● OBJETIVO DO EXERCÍCIO:
Extraia na íntegra o texto sobre a posição brasileira na COP 15, reproduzindo-o sem nenhuma alteração.

A posição brasileira foi contrária à principal proposta da COP 15, de aumentar de 17% para 30%, até 2030 (proposta 30x30), a área territorial de ecossistemas a serem protegidos. Cientistas ambientais, as Nações Unidas e organizações ambientalistas internacionais concordam que é fundamental ampliar a área de terras e mares sob proteção para garantir que os chamados sistemas de suporte à vida parem de desaparecer ou de perder sua integridade. A posição do governo Bolsonaro em Kunming foi a de questionar a meta de 30%, afirmando que não existe uma “métrica única” para todos os países. A partir de outro enquadramento, focado em Direitos Humanos, algumas organizações não governamentais alertaram que a meta 30x30 pode afetar negativamente populações indígenas e tradicionais se não houver atenção às dimensões sociais da preservação ambiental próximas a esses grupos.

Além da negação da importância do meio ambiente e de suas funções ecossistêmicas, a posição do governo Bolsonaro reflete uma subordinação de toda e qualquer agenda ambiental aos interesses de uma fração do agronegócio brasileiro que não se insere diretamente nas cadeias internacionais e não está exposto a demandas globais por governança ambiental e responsabilidade social dos atores privados. Trata-se da fração “pata do boi” do agronegócio – a fração que representa, especialmente, os grupos ligados à expansão da fronteira do desmatamento na Amazônia, e ao suprimento de carnes de gado para o mercado nacional.

● Linhas do conjunto de dados sobre onde os objetos aparecem:
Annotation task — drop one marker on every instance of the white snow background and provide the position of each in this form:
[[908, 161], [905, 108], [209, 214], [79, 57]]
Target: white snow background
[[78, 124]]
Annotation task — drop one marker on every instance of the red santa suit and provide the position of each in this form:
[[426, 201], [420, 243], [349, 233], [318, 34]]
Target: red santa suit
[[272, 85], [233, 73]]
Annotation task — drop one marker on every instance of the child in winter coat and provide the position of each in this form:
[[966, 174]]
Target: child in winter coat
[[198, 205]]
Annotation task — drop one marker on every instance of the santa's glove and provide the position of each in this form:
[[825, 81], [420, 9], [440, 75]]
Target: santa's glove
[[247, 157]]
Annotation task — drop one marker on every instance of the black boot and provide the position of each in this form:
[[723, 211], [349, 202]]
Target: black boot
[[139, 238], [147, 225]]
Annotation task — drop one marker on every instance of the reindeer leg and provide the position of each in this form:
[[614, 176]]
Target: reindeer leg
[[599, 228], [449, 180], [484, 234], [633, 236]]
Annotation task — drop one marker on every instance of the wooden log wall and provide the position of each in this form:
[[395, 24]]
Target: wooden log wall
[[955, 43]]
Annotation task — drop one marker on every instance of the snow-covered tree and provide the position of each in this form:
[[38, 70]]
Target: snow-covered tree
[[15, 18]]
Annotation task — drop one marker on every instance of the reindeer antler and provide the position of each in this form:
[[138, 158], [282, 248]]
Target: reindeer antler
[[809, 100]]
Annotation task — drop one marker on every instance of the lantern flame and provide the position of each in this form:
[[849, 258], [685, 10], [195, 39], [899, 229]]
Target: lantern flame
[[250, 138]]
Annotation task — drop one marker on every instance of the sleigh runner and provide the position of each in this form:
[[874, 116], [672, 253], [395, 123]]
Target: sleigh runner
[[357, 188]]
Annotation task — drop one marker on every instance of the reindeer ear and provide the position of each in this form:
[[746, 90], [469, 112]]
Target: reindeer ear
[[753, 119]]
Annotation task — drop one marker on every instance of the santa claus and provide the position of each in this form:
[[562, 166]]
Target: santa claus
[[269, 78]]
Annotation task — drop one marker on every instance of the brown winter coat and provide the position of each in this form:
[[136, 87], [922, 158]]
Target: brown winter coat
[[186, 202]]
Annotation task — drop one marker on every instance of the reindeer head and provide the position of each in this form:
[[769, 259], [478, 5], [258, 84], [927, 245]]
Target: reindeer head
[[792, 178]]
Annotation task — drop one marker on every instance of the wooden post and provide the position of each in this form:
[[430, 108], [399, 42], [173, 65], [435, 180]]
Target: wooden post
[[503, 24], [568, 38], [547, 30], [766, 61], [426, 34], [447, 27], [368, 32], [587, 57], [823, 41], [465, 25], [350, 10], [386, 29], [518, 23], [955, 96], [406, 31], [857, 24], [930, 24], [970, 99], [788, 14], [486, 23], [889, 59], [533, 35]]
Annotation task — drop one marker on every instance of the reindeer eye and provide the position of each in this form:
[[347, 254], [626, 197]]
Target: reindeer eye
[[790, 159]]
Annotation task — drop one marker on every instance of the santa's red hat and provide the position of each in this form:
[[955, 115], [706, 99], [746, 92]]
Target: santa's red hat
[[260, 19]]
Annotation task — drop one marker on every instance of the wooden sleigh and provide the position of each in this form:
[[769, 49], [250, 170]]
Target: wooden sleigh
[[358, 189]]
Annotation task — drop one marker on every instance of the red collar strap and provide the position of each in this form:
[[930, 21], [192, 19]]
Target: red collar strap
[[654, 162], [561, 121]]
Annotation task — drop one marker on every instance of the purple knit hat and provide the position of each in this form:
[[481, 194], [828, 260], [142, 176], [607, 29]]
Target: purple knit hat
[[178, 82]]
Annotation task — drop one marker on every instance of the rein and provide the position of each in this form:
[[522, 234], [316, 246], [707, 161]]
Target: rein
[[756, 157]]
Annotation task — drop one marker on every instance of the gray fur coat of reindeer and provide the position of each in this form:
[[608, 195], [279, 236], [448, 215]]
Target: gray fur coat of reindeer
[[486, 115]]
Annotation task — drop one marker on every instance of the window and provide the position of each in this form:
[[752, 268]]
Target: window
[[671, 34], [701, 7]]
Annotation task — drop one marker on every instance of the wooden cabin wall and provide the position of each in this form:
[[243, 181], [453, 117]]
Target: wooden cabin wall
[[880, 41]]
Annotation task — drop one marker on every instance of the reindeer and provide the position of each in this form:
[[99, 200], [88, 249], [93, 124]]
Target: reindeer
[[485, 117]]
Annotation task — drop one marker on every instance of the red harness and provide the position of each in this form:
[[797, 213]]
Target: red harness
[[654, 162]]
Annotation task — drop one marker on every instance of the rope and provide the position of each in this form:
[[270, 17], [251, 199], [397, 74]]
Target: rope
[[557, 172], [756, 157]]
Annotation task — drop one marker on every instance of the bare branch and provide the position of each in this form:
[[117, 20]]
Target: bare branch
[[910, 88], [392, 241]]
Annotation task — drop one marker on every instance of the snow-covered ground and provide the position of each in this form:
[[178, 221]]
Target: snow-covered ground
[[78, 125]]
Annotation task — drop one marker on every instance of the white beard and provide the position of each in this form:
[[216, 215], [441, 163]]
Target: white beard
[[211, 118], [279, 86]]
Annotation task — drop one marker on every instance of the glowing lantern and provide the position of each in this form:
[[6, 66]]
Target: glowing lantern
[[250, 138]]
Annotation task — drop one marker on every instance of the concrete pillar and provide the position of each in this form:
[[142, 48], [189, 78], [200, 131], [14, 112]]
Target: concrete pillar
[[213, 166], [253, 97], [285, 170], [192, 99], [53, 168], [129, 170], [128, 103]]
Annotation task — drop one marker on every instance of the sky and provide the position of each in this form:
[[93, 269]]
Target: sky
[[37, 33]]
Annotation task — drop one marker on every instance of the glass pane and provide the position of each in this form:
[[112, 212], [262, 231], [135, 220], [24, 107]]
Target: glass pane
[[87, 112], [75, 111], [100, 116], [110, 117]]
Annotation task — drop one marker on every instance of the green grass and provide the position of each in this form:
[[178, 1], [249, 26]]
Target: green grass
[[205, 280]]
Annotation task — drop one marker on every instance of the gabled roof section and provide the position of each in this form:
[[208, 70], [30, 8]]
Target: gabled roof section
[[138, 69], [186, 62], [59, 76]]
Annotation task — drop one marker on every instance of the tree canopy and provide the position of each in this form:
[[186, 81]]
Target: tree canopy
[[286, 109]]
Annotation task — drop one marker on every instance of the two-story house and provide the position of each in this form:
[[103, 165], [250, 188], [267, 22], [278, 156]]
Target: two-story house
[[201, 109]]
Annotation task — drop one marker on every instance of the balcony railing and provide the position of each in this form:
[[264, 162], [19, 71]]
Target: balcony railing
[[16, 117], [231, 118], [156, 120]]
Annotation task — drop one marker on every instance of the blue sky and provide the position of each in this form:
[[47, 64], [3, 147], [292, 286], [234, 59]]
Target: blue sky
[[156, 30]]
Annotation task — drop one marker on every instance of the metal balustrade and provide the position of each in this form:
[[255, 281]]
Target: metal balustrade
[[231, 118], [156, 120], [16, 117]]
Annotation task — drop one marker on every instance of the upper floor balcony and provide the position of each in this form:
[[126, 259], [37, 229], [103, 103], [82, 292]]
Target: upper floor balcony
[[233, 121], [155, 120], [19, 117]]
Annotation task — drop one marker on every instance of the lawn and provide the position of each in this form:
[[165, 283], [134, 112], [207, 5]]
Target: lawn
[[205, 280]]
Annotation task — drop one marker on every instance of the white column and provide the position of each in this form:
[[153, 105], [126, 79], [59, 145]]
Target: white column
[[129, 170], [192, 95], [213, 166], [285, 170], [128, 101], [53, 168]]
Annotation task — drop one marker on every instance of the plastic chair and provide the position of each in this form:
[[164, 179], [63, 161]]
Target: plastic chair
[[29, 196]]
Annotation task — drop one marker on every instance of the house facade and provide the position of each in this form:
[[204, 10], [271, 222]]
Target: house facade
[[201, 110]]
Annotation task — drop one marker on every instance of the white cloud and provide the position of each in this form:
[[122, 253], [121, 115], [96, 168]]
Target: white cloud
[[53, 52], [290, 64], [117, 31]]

● SOLUÇÃO DO EXERCÍCIO:
A posição brasileira foi contrária à principal proposta da COP 15, de aumentar de 17% para 30%, até 2030 (proposta 30x30), a área territorial de ecossistemas a serem protegidos. Cientistas ambientais, as Nações Unidas e organizações ambientalistas internacionais concordam que é fundamental ampliar a área de terras e mares sob proteção para garantir que os chamados sistemas de suporte à vida parem de desaparecer ou de perder sua integridade. A posição do governo Bolsonaro em Kunming foi a de questionar a meta de 30%, afirmando que não existe uma “métrica única” para todos os países. A partir de outro enquadramento, focado em Direitos Humanos, algumas organizações não governamentais alertaram que a meta 30x30 pode afetar negativamente populações indígenas e tradicionais se não houver atenção às dimensões sociais da preservação ambiental próximas a esses grupos.

Além da negação da importância do meio ambiente e de suas funções ecossistêmicas, a posição do governo Bolsonaro reflete uma subordinação de toda e qualquer agenda ambiental aos interesses de uma fração do agronegócio brasileiro que não se insere diretamente nas cadeias internacionais e não está exposto a demandas globais por governança ambiental e responsabilidade social dos atores privados. Trata-se da fração “pata do boi” do agronegócio – a fração que representa, especialmente, os grupos ligados à expansão da fronteira do desmatamento na Amazônia, e ao suprimento de carnes de gado para o mercado nacional.